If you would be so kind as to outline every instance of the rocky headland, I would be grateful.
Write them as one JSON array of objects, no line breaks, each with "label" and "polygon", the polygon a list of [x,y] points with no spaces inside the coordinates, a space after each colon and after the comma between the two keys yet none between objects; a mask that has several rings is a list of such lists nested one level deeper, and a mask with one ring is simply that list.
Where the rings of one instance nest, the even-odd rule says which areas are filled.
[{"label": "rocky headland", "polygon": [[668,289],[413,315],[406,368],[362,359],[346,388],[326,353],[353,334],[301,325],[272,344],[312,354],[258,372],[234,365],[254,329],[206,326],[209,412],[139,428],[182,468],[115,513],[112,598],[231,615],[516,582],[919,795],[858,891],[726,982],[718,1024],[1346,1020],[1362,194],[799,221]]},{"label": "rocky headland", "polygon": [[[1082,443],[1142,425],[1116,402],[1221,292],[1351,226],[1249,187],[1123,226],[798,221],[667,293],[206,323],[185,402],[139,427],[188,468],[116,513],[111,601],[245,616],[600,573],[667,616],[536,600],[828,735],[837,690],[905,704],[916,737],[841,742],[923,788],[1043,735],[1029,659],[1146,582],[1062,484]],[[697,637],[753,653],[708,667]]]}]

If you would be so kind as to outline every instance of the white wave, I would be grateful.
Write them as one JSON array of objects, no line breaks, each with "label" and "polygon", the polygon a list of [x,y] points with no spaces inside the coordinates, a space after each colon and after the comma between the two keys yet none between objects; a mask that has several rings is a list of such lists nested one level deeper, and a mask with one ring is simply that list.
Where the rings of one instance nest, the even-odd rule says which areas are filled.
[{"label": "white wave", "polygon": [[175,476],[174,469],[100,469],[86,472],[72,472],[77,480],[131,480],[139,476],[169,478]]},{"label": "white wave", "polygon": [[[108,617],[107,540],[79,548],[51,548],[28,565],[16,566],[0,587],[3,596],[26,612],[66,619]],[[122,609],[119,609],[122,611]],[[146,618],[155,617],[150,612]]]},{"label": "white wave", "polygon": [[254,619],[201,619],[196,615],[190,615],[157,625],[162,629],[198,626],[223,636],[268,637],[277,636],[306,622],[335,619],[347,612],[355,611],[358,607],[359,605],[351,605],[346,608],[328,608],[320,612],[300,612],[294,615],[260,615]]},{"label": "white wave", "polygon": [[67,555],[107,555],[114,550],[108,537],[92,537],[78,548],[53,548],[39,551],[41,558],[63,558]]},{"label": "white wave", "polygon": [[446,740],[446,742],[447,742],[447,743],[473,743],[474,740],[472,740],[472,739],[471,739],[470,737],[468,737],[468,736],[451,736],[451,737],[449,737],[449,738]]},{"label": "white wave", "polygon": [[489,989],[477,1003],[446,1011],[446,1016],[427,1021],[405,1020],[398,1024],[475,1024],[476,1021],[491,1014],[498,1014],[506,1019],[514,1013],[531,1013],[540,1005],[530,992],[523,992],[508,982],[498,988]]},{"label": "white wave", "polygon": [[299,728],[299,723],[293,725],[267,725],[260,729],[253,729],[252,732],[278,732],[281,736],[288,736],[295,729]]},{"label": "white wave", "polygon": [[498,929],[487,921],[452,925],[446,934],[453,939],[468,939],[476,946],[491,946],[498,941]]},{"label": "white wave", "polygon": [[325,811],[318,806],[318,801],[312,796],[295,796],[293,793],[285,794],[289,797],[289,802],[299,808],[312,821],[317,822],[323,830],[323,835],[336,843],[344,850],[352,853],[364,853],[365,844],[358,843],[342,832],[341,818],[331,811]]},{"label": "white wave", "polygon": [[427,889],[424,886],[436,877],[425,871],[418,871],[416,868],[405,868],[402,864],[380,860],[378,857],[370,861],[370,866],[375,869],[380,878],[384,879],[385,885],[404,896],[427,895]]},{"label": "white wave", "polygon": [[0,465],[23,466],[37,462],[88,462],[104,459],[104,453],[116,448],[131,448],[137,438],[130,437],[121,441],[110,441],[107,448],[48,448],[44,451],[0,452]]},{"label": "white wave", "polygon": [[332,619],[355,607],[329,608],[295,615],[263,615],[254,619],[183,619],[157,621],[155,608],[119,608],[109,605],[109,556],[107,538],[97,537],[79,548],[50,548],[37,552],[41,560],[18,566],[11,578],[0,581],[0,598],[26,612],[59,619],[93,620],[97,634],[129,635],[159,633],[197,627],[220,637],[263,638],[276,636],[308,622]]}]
◇ ◇ ◇ ◇ ◇ ◇ ◇
◆ Aim of the exercise
Your reply should be the material above, repeated word for word.

◆ Your solution
If you would be so kind as to outline every instance of the rocky headland, I would be grateful.
Write them as one JSON array of objects, no line breaks, each with "label" and "polygon", the polygon a list of [x,y] points with no spaces inside the coordinates, a space after each colon and after the comma between the two keys yet none between objects; a mask that has several rings is a list of such lists nested one level deeper, and a mask with one ring is simply that list.
Where the rings of one instance nest, the even-odd rule says which areas are filled.
[{"label": "rocky headland", "polygon": [[668,289],[413,315],[406,368],[362,359],[346,388],[326,353],[353,334],[301,325],[272,344],[312,354],[258,372],[234,365],[254,329],[206,326],[209,412],[139,428],[182,468],[115,513],[112,598],[231,615],[516,582],[919,795],[858,891],[726,982],[718,1024],[1346,1020],[1362,194],[799,221]]},{"label": "rocky headland", "polygon": [[[1082,443],[1142,425],[1116,402],[1221,292],[1351,226],[1249,187],[1123,226],[798,221],[667,293],[206,323],[185,402],[139,427],[188,468],[116,513],[111,601],[245,616],[600,573],[667,616],[536,600],[828,735],[837,690],[905,704],[916,737],[841,742],[923,788],[1043,735],[1029,659],[1146,582],[1062,484]],[[697,637],[753,653],[708,667]]]}]

If you would be so kind as to outline every instance of the white wave, I would be grateful.
Write them as one JSON array of objects, no line breaks, each with "label" and "polygon", the polygon a list of [x,y] points with no spaces inside the coordinates, a space after each colon and after the comma between the two keys yet none between objects; a mask that has several rings is a list of such lists nested one level deeper, and a mask with one ring is simply that list.
Where the rings of one instance nest, the even-odd rule says which areas are filled.
[{"label": "white wave", "polygon": [[175,476],[174,469],[100,469],[86,472],[72,472],[77,480],[131,480],[139,476],[169,478]]},{"label": "white wave", "polygon": [[[108,617],[107,540],[79,548],[51,548],[28,565],[16,566],[0,587],[3,596],[26,612],[66,619]],[[122,609],[119,609],[122,611]],[[146,618],[155,617],[150,612]]]},{"label": "white wave", "polygon": [[254,619],[201,619],[196,615],[190,615],[157,625],[162,629],[198,626],[223,636],[268,637],[277,636],[306,622],[335,619],[347,612],[355,611],[358,607],[359,605],[351,605],[346,608],[328,608],[320,612],[300,612],[294,615],[260,615]]},{"label": "white wave", "polygon": [[67,555],[107,555],[114,550],[108,537],[92,537],[78,548],[53,548],[39,551],[41,558],[63,558]]},{"label": "white wave", "polygon": [[446,740],[446,742],[447,742],[447,743],[473,743],[474,740],[472,740],[472,739],[471,739],[470,737],[468,737],[468,736],[451,736],[451,737],[449,737],[449,738]]},{"label": "white wave", "polygon": [[489,989],[477,1003],[446,1011],[446,1016],[427,1021],[405,1020],[398,1024],[475,1024],[476,1021],[491,1014],[498,1014],[506,1019],[514,1013],[531,1013],[540,1005],[530,992],[523,992],[508,982],[498,988]]},{"label": "white wave", "polygon": [[299,728],[299,723],[293,725],[267,725],[260,729],[253,729],[252,732],[278,732],[281,736],[288,736],[295,729]]},{"label": "white wave", "polygon": [[498,929],[487,921],[452,925],[446,934],[453,939],[468,939],[476,946],[491,946],[498,941]]},{"label": "white wave", "polygon": [[325,811],[318,806],[318,801],[312,796],[295,796],[293,793],[285,794],[289,797],[289,802],[299,808],[312,821],[317,822],[323,830],[323,835],[336,843],[344,850],[352,853],[364,853],[365,844],[358,843],[342,832],[341,818],[331,811]]},{"label": "white wave", "polygon": [[427,889],[424,886],[436,877],[425,871],[418,871],[416,868],[405,868],[402,864],[380,860],[378,857],[370,861],[370,866],[375,869],[380,878],[384,879],[385,885],[404,896],[427,895]]},{"label": "white wave", "polygon": [[0,465],[23,466],[37,462],[88,462],[104,459],[104,453],[116,448],[131,448],[137,438],[130,437],[121,441],[110,441],[107,448],[48,448],[44,451],[0,452]]},{"label": "white wave", "polygon": [[332,619],[355,607],[329,608],[295,615],[263,615],[254,619],[183,619],[157,621],[155,608],[119,608],[109,605],[109,556],[107,538],[97,537],[79,548],[50,548],[37,552],[41,560],[18,566],[11,578],[0,581],[0,598],[26,612],[59,619],[93,620],[97,634],[129,635],[159,633],[197,627],[220,637],[263,638],[276,636],[308,622]]}]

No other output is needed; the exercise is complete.